### Document

Military Review, Sept-Oct, 2003 by John H. Barnhill
Gabriel Kolko, The New Press, New York, 2002, 176 pages, $15.95.
Another Century of War? If so, says Gabriel Kolko, it is almost assured that it will be another century of dashed hopes and unanticipated negative consequences, a century that is either the same as, or worse than, the 20th century. As Kolko notes in his earlier book, Century of War: Politics, Conflict, and Society Since 1914 (New Press, New York, 1994), the United States won the Cold War but in so doing fell victim to unintended consequences. The century of war was a time of mutually assured destruction and a balance of terror. But despite its extreme violence, the 20th century was a time of balanced powers. Now the United States stands alone. In the absence of countervailing forces, wrongheaded U.S. policies are destabilizing a world already rife with unsettled regions and easily obtained fire-power.
Kolko's basic premise is that for 50 years the United States has fumbled around, being consistent only in its policies of being anticommunist and pro-oil. He feels that the United States holds a consistent over-optimism about the efficacy of its technology and firepower, and that it consistently fails to recognize that the world is a subtle, complex place that requires finesse, flexibility, and receptivity to the needs and wants of others. Inadvertently or perhaps knowingly, the United States has disrupted regions of the world by its support of anticommunist tyrannies. Because of its blunders, the U.S. weakened democratic movements throughout the world, generally making a world where the events of 11 September 2001 were the consequence.
Kolko thinks it is time to bring the troops home from the over 200 overseas bases, stop supplying half the world's arms, and accept that there are circumstances in the world that the United States cannot fix or should not be concerned with because they are peripheral to U.S. interests.
A prominent new-left historian, Kolko has made a career of being critical of U.S, foreign and domestic policies, and as he has aged, he has abandoned subtlety and nuance. In this small book on the follies of U.S. foreign policy, he uses words such as "inept," "immoral," and "dishonest." Most people will probably dismiss this book without a hearing, but it is familiar territory to his fans. Still, it will be alien--if not unpatriotic-to his critics, and in these limes, it will be deemed unfashionable.

### Given exercise 1
Write out every line of the listing that follows, keeping each one identical to the original.
The listing has no connection to the review above it.

### Source data

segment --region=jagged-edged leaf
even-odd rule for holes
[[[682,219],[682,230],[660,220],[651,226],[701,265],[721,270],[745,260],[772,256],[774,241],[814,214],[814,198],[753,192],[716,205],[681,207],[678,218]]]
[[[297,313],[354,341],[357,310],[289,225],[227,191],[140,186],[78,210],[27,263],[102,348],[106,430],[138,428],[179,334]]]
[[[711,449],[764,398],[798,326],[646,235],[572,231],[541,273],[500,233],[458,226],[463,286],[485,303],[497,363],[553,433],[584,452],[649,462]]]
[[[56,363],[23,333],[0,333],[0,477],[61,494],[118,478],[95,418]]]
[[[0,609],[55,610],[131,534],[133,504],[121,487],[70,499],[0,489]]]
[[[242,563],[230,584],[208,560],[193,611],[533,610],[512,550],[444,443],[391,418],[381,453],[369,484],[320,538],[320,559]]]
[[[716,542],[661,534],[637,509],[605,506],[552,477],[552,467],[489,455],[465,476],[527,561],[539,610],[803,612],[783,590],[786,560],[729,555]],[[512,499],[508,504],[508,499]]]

### Given exercise 2
According to the review, which two policies does Kolko say the United States has been consistent in for 50 years?

### Task response 1
segment --region=jagged-edged leaf
even-odd rule for holes
[[[682,219],[682,230],[660,220],[651,226],[701,265],[721,270],[745,260],[772,256],[774,241],[814,214],[814,198],[753,192],[716,205],[681,207],[678,218]]]
[[[297,313],[354,341],[357,310],[289,225],[227,191],[140,186],[78,210],[27,263],[102,348],[106,430],[138,428],[179,334]]]
[[[711,449],[764,398],[798,326],[646,235],[572,231],[541,273],[500,233],[458,226],[463,286],[485,303],[497,363],[553,433],[584,452],[649,462]]]
[[[56,363],[23,333],[0,333],[0,477],[61,494],[118,478],[95,418]]]
[[[0,609],[55,610],[131,534],[133,504],[121,487],[70,499],[0,489]]]
[[[242,563],[230,584],[208,560],[193,611],[533,610],[512,550],[444,443],[391,418],[381,453],[369,484],[320,538],[320,559]]]
[[[716,542],[661,534],[637,509],[605,506],[552,477],[552,467],[489,455],[465,476],[527,561],[539,610],[803,612],[783,590],[786,560],[729,555]],[[512,499],[508,504],[508,499]]]

### Task response 2
Being anticommunist and being pro-oil.